» Short exercise: Every record below should be written out exactly; pictures stay out.

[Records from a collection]
[Begin]

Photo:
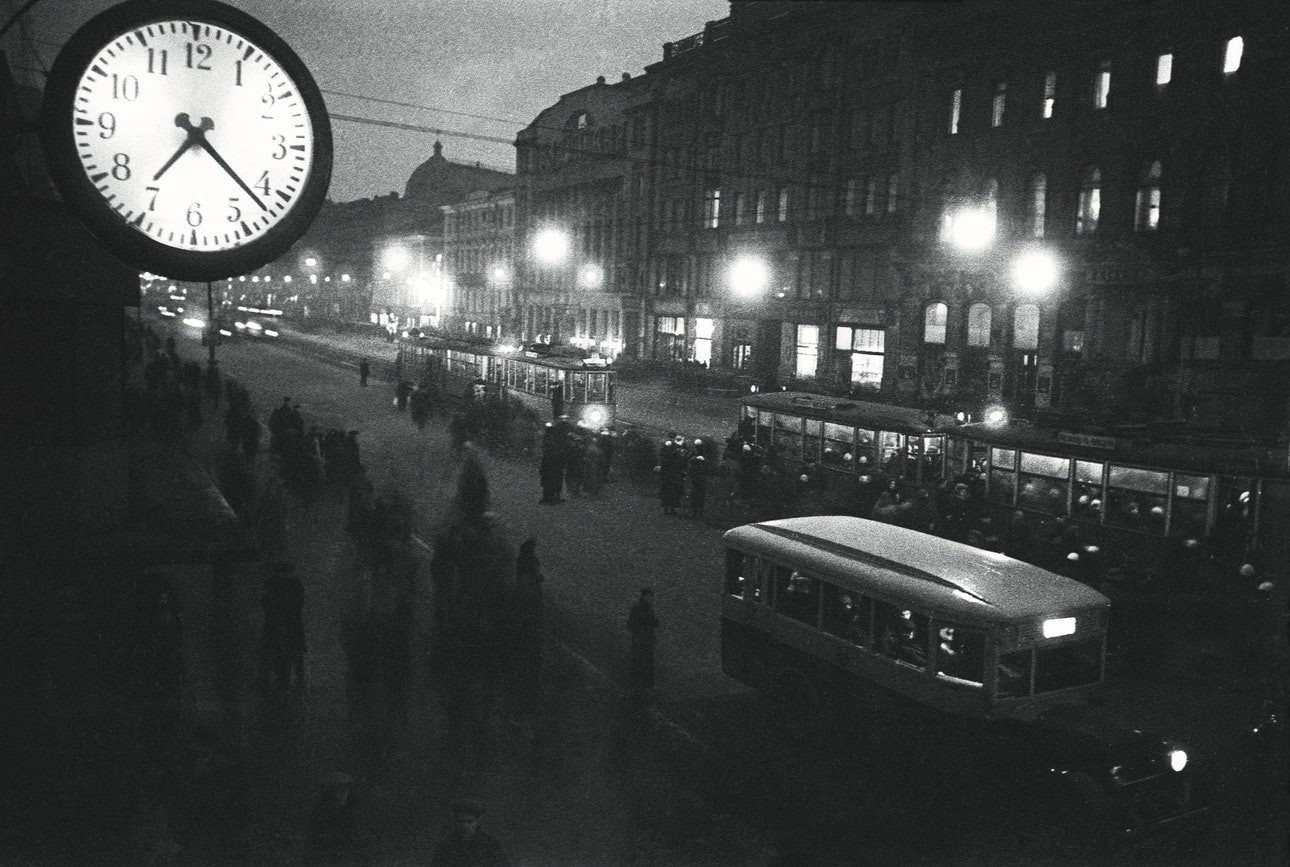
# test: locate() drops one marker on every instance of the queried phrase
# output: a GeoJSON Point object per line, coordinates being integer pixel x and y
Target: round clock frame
{"type": "Point", "coordinates": [244, 245]}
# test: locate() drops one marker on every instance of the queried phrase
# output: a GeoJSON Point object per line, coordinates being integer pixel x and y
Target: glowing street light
{"type": "Point", "coordinates": [551, 245]}
{"type": "Point", "coordinates": [1035, 272]}
{"type": "Point", "coordinates": [748, 276]}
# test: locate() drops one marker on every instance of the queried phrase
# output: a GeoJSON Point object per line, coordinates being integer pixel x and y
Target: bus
{"type": "Point", "coordinates": [849, 436]}
{"type": "Point", "coordinates": [548, 383]}
{"type": "Point", "coordinates": [1161, 503]}
{"type": "Point", "coordinates": [884, 623]}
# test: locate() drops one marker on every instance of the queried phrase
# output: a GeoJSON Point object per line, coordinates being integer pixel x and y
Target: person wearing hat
{"type": "Point", "coordinates": [468, 844]}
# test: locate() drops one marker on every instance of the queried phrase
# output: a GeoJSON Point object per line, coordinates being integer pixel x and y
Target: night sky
{"type": "Point", "coordinates": [484, 67]}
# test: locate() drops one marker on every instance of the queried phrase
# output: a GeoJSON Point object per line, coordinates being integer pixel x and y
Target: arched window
{"type": "Point", "coordinates": [978, 324]}
{"type": "Point", "coordinates": [934, 323]}
{"type": "Point", "coordinates": [1090, 201]}
{"type": "Point", "coordinates": [1026, 328]}
{"type": "Point", "coordinates": [1039, 204]}
{"type": "Point", "coordinates": [1147, 214]}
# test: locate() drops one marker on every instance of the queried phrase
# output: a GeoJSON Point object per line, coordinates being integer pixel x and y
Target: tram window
{"type": "Point", "coordinates": [839, 445]}
{"type": "Point", "coordinates": [788, 436]}
{"type": "Point", "coordinates": [846, 614]}
{"type": "Point", "coordinates": [741, 574]}
{"type": "Point", "coordinates": [1042, 483]}
{"type": "Point", "coordinates": [1191, 506]}
{"type": "Point", "coordinates": [892, 452]}
{"type": "Point", "coordinates": [960, 653]}
{"type": "Point", "coordinates": [1014, 674]}
{"type": "Point", "coordinates": [810, 438]}
{"type": "Point", "coordinates": [1067, 665]}
{"type": "Point", "coordinates": [796, 594]}
{"type": "Point", "coordinates": [1135, 498]}
{"type": "Point", "coordinates": [902, 634]}
{"type": "Point", "coordinates": [597, 390]}
{"type": "Point", "coordinates": [1002, 484]}
{"type": "Point", "coordinates": [1088, 496]}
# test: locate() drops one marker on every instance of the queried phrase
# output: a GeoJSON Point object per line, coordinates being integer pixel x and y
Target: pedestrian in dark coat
{"type": "Point", "coordinates": [643, 623]}
{"type": "Point", "coordinates": [697, 471]}
{"type": "Point", "coordinates": [467, 844]}
{"type": "Point", "coordinates": [283, 635]}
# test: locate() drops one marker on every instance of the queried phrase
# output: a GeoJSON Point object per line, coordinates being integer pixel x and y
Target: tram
{"type": "Point", "coordinates": [849, 436]}
{"type": "Point", "coordinates": [550, 385]}
{"type": "Point", "coordinates": [1144, 494]}
{"type": "Point", "coordinates": [947, 647]}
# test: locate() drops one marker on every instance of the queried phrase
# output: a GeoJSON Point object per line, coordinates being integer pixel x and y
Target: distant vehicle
{"type": "Point", "coordinates": [551, 385]}
{"type": "Point", "coordinates": [888, 626]}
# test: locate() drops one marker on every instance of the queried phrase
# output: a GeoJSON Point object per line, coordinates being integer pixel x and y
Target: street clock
{"type": "Point", "coordinates": [187, 137]}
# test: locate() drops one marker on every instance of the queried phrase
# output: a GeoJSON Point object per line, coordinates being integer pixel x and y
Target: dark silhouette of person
{"type": "Point", "coordinates": [643, 625]}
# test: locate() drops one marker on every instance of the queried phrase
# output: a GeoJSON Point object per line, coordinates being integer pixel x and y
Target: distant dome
{"type": "Point", "coordinates": [441, 182]}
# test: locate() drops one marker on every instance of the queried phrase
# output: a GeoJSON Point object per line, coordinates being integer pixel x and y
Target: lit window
{"type": "Point", "coordinates": [808, 350]}
{"type": "Point", "coordinates": [1090, 201]}
{"type": "Point", "coordinates": [1049, 93]}
{"type": "Point", "coordinates": [711, 208]}
{"type": "Point", "coordinates": [934, 323]}
{"type": "Point", "coordinates": [1147, 213]}
{"type": "Point", "coordinates": [1026, 327]}
{"type": "Point", "coordinates": [1164, 70]}
{"type": "Point", "coordinates": [1102, 85]}
{"type": "Point", "coordinates": [1232, 54]}
{"type": "Point", "coordinates": [978, 324]}
{"type": "Point", "coordinates": [1039, 204]}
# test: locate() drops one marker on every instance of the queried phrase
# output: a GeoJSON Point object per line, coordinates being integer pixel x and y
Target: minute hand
{"type": "Point", "coordinates": [227, 168]}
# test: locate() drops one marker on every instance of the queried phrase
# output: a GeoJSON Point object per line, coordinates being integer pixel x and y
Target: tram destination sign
{"type": "Point", "coordinates": [1089, 440]}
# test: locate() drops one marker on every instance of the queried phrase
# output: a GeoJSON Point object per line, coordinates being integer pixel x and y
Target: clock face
{"type": "Point", "coordinates": [190, 138]}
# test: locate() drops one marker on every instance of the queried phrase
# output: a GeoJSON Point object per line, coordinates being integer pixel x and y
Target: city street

[End]

» Result of the task:
Photo:
# test: locate() drops one marker on every instance of the queried phrase
# output: a GeoJSON Point object per line, coordinates being integer pixel x and y
Target: round clock frame
{"type": "Point", "coordinates": [244, 245]}
# test: locate() drops one marker on every instance of the queried phrase
# output: a GeoJSON Point object per line, coordinates being integer pixel x and y
Target: glowing street light
{"type": "Point", "coordinates": [551, 245]}
{"type": "Point", "coordinates": [1035, 272]}
{"type": "Point", "coordinates": [748, 276]}
# test: locate() drops one marker on every instance of the queried phrase
# output: a GeoJSON Point object per line, coordinates being integer pixel x and y
Target: bus
{"type": "Point", "coordinates": [849, 436]}
{"type": "Point", "coordinates": [548, 383]}
{"type": "Point", "coordinates": [1161, 503]}
{"type": "Point", "coordinates": [884, 623]}
# test: locate() drops one marker on every instance of the queried phrase
# output: a GeoJSON Point object per line, coordinates being integer pixel x and y
Target: person wearing hat
{"type": "Point", "coordinates": [468, 844]}
# test: locate() drops one marker on every instance of the queried phrase
# output: a GeoJSON Point object per line, coordinates being integer pixel x and y
Target: night sky
{"type": "Point", "coordinates": [484, 67]}
# test: locate() drops one marker on every instance of the queried phrase
# output: a GeoJSON Point object per line, coordinates being integer pixel x and y
Target: arched window
{"type": "Point", "coordinates": [978, 324]}
{"type": "Point", "coordinates": [934, 323]}
{"type": "Point", "coordinates": [1090, 201]}
{"type": "Point", "coordinates": [1026, 328]}
{"type": "Point", "coordinates": [1039, 204]}
{"type": "Point", "coordinates": [1147, 214]}
# test: locate() drops one marker on every instance of the queried phrase
# output: a GeoJSON Point object per line, coordinates being integer pixel x and y
Target: tram window
{"type": "Point", "coordinates": [839, 445]}
{"type": "Point", "coordinates": [788, 436]}
{"type": "Point", "coordinates": [846, 614]}
{"type": "Point", "coordinates": [741, 574]}
{"type": "Point", "coordinates": [1042, 483]}
{"type": "Point", "coordinates": [1191, 506]}
{"type": "Point", "coordinates": [892, 452]}
{"type": "Point", "coordinates": [960, 653]}
{"type": "Point", "coordinates": [1014, 674]}
{"type": "Point", "coordinates": [810, 438]}
{"type": "Point", "coordinates": [1067, 665]}
{"type": "Point", "coordinates": [796, 594]}
{"type": "Point", "coordinates": [1135, 498]}
{"type": "Point", "coordinates": [902, 634]}
{"type": "Point", "coordinates": [597, 390]}
{"type": "Point", "coordinates": [1002, 484]}
{"type": "Point", "coordinates": [1088, 496]}
# test: locate() drops one marker on every instance of the queried phrase
# output: a GeoJSON Point object per line, coordinates being integer pixel x and y
Target: pedestrian in dark coat
{"type": "Point", "coordinates": [643, 623]}
{"type": "Point", "coordinates": [697, 471]}
{"type": "Point", "coordinates": [467, 844]}
{"type": "Point", "coordinates": [283, 635]}
# test: locate() drops one marker on every instance of the queried phrase
# output: a GeoJSON Point object per line, coordinates being integer pixel x and y
Target: tram
{"type": "Point", "coordinates": [849, 436]}
{"type": "Point", "coordinates": [550, 385]}
{"type": "Point", "coordinates": [1144, 494]}
{"type": "Point", "coordinates": [947, 647]}
# test: locate() drops one marker on every instance of the queried phrase
# output: a GeoJSON Point object per line, coordinates being integer pixel x and y
Target: distant vehicle
{"type": "Point", "coordinates": [551, 385]}
{"type": "Point", "coordinates": [888, 626]}
# test: locate() drops one marker on every instance of the queried phrase
# output: a GeoJSON Point object per line, coordinates being integer pixel x and y
Target: street clock
{"type": "Point", "coordinates": [187, 137]}
# test: locate() drops one marker on every instance of the queried phrase
# output: a GeoJSON Point object per line, coordinates being integer pixel x and y
Target: dark silhouette of person
{"type": "Point", "coordinates": [643, 625]}
# test: locate() drops one marker on every instance of the queried phrase
# output: a GeoJSON Point object per line, coordinates being integer pixel x and y
Target: distant dome
{"type": "Point", "coordinates": [441, 182]}
# test: locate() drops one marker on every instance of the queried phrase
# output: a GeoJSON Point object per line, coordinates being integer pixel x and y
Target: lit window
{"type": "Point", "coordinates": [808, 350]}
{"type": "Point", "coordinates": [1090, 201]}
{"type": "Point", "coordinates": [1049, 93]}
{"type": "Point", "coordinates": [711, 208]}
{"type": "Point", "coordinates": [934, 323]}
{"type": "Point", "coordinates": [1147, 213]}
{"type": "Point", "coordinates": [1026, 327]}
{"type": "Point", "coordinates": [1164, 70]}
{"type": "Point", "coordinates": [1102, 85]}
{"type": "Point", "coordinates": [1232, 54]}
{"type": "Point", "coordinates": [978, 324]}
{"type": "Point", "coordinates": [1039, 204]}
# test: locate() drops one marker on every instance of the queried phrase
# output: a GeoJSON Point object per line, coordinates being integer pixel x and y
Target: minute hand
{"type": "Point", "coordinates": [227, 168]}
# test: locate() drops one marker on every instance of the queried phrase
# output: a GeoJSON Point object per line, coordinates being integer pixel x and y
Target: tram destination sign
{"type": "Point", "coordinates": [1089, 440]}
# test: locate() drops one marker on every instance of the queried phrase
# output: a GeoJSON Point object per line, coordinates being integer pixel x and y
Target: clock face
{"type": "Point", "coordinates": [190, 138]}
# test: locate() drops one marker on every instance of the queried phrase
# output: a GeoJSON Point object per line, coordinates being integer pixel x and y
Target: city street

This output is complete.